* Short exercise *
Continue the page on customizing pod scheduling with ResourcePolicy from the point where it stops.

* Extract *
How to customize pod scheduling - Container Service for Kubernetes

Priority-based resource scheduling is provided by Alibaba Cloud to meet elasticity requirements in pod scheduling. A ResourcePolicy specifies the priorities of nodes in descending order for pod scheduling. When the system deploys or scales out pods for an application, pods are scheduled to nodes based on the priorities of the nodes that are listed in the ResourcePolicy. When the system scales in pods for an application, pods are removed from nodes based on the priorities of the nodes in ascending order.

Important

In kube-scheduler v1.x.x-aliyun-6.4 and later, the ignorePreviousPod parameter of a ResourcePolicy is set to False and the ignoreTerminatingPod parameter is set to True by default. Existing ResourcePolicies that use the preceding parameters are not affected by this change or further updates.

Prerequisites

A Container Service for Kubernetes (ACK) Pro cluster that runs Kubernetes 1.20.11 or later is created. For more information about how to update the Kubernetes version of an ACK cluster, see Update the Kubernetes version of an ACK cluster.
The scheduler version that is required varies based on the Kubernetes version of the cluster. The following table describes the scheduler versions that are required for different Kubernetes versions. For more information about the features of different scheduler versions, see kube-scheduler.
Kubernetes version
Scheduler version
1.20
1.20.4-ack-7.0 and later
1.22
1.22.15-ack-2.0 and later
1.24 and later
All versions are supported
ack-virtual-node is deployed if you want to use elastic container instances. For more information, see Use Elastic Container Instance in ACK clusters.

Limits

Priority-based resource scheduling is mutually exclusive with the pod deletion cost feature. For more information about the pod deletion cost feature, see Pod deletion cost.
You cannot use priority-based resource scheduling and Elastic Container Instance-based scheduling at the same time. For more information about Elastic Container Instance-based scheduling, see Use Elastic Container Instance-based scheduling.
This feature uses the BestEffort policy and does not ensure that pods are removed from nodes based on the priorities of the nodes in ascending order when the system scales in pods for an application.
The max parameter is available only when your cluster runs Kubernetes 1.22 or later and the version of the scheduler installed in your cluster is 5.0 or later.

* Recorded information *
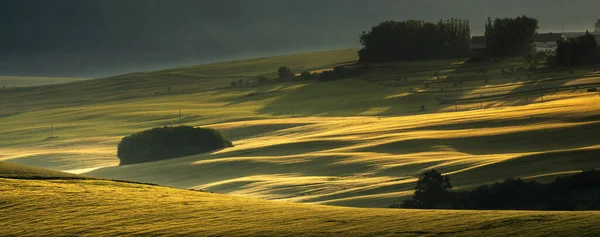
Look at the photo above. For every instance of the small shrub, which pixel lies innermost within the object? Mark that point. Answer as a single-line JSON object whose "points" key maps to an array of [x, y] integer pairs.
{"points": [[306, 75], [262, 79], [169, 142], [532, 66], [476, 59], [327, 76], [285, 73]]}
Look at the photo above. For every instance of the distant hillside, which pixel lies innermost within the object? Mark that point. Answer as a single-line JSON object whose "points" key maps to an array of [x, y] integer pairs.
{"points": [[14, 171]]}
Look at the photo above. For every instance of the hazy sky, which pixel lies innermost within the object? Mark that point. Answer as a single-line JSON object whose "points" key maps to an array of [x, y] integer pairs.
{"points": [[104, 37]]}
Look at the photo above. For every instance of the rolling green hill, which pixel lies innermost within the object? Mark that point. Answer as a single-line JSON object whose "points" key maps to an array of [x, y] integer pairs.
{"points": [[358, 141], [14, 81], [106, 208]]}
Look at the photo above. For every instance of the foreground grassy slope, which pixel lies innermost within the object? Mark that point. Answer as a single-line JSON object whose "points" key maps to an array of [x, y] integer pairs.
{"points": [[319, 142], [106, 208], [366, 161]]}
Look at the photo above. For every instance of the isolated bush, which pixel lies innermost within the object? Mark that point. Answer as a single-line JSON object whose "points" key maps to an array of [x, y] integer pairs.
{"points": [[530, 57], [532, 66], [432, 190], [476, 59], [328, 76], [169, 142], [306, 75], [285, 73], [262, 79], [577, 192]]}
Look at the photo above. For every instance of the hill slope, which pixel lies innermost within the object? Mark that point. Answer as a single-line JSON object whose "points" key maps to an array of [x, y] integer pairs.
{"points": [[13, 171], [319, 142], [106, 208]]}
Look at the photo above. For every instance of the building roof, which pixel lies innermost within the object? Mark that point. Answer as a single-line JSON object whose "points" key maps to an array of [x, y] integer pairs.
{"points": [[478, 43], [547, 37], [571, 35]]}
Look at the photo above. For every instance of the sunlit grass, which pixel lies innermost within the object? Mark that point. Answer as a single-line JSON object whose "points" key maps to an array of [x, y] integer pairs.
{"points": [[106, 208]]}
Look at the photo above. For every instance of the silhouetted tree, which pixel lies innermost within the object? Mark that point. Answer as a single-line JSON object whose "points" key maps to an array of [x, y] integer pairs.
{"points": [[508, 37], [285, 73], [432, 190], [169, 142], [415, 40], [578, 51], [328, 76], [306, 75], [262, 79]]}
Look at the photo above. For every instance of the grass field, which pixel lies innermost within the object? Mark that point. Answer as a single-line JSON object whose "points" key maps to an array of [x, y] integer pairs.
{"points": [[14, 81], [87, 207], [360, 141]]}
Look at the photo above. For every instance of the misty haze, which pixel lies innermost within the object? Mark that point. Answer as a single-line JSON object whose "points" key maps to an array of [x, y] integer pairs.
{"points": [[299, 118]]}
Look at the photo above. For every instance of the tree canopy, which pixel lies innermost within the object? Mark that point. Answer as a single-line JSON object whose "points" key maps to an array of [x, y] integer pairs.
{"points": [[578, 51], [576, 192], [415, 40], [169, 142], [285, 73], [432, 189], [510, 37]]}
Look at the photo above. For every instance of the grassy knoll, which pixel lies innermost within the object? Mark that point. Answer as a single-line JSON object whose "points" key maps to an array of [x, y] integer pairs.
{"points": [[14, 81], [317, 142], [106, 208], [13, 171]]}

* Answer for this exercise *
If you use this feature together with elastic node pools, invalid nodes may be added to the elastic node pools. Make sure that the elastic node pools are included in units. Do not specify the max parameter for the units.
If you use a scheduler version earlier than 5.0 or the Kubernetes version of your cluster is 1.20 or earlier, pods that already exist before the ResourcePolicy is created are prioritized during a scale-in activity.
If you use a scheduler version earlier than 6.1 or the Kubernetes version of your cluster is 1.20 or earlier, do not modify the ResourcePolicy before all pods selected by the ResourcePolicy are deleted.

How to configure priority-based resource scheduling

Create a ResourcePolicy with the following template:

apiVersion: scheduling.alibabacloud.com/v1alpha1
kind: ResourcePolicy
metadata:
  name: test
  namespace: default
spec:
  ignorePreviousPod: false
  ignoreTerminatingPod: true
  matchLabelKeys:
  - pod-template-hash
  preemptPolicy: AfterAllUnits
  selector:
    key1: value1
  strategy: prefer
  units:
  - nodeSelector:
      unit: first
    resource: ecs
  - nodeSelector:
      unit: second
    max: 10
    resource: ecs
  - resource: eci
  whenTryNextUnits:
    policy: TimeoutOrExceedMax
    timeout: 1m

selector: the selector that is used to select pods in a namespace. The ResourcePolicy is applied to the selected pods. In this example, pods that have the key1=value1 label are selected. When selector is left empty, the ResourcePolicy takes effect on all pods in the namespace.
strategy: the scheduling policy. Set the value to prefer.
units: the schedulable units. In a scale-out activity, pods are scheduled to nodes based on the priorities of the nodes that are listed below units in descending order. In a scale-in activity, pods are deleted from the nodes based on the priorities of the nodes in ascending order.
- resource: the type of elastic resource. Valid values: eci, ecs, and elastic. elastic is available when your cluster runs a Kubernetes version later than 1.24 and the scheduler version is 6.4.3 or later.
- nodeSelector: the selector that is used to select nodes with the specified node label. This parameter takes effect only if the resource parameter is set to ecs.
- max (available when the scheduler version is 5.0 and later): Specifies the maximum number of replicated pods that can be scheduled to the current unit.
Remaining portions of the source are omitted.